»»
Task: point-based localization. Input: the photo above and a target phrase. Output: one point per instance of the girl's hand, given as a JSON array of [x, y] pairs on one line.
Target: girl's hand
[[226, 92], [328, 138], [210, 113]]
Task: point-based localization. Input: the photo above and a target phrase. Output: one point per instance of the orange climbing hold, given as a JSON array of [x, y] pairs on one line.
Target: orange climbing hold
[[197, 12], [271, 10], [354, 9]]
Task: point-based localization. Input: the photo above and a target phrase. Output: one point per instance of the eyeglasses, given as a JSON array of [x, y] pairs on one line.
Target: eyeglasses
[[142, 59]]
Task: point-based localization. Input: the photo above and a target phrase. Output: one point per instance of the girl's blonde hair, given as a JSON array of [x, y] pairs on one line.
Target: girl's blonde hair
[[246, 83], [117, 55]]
««
PROBLEM TO WORK ON: Extract each entry in full and write it down exactly.

EXERCISE RESPONSE:
Task: point-based localization. Input: the photo above and a target phrase. Output: one point per instance of the girl's hand, given as a JSON array of [x, y] pairs on one line.
Target: girl's hand
[[226, 92], [328, 138], [210, 113]]
Task: point-based localization. Input: the photo above and a target phrase. Output: one point per instance of the orange climbing hold, given as a JSON array of [x, y] pairs on one line.
Target: orange climbing hold
[[197, 12], [271, 10], [354, 9]]
Task: point-based localization. Input: the photo above and a target phrase. Output: one point per instance of the eyeglasses, given as a JSON array of [x, y] pairs on one line.
Target: eyeglasses
[[142, 59]]
Task: point-based localization. Input: the photo above and a target phrase. Output: one point per instance of the girl's blonde hair, given as a JSON array of [x, y] pairs on one line.
Target: girl's blonde hair
[[246, 83], [117, 55]]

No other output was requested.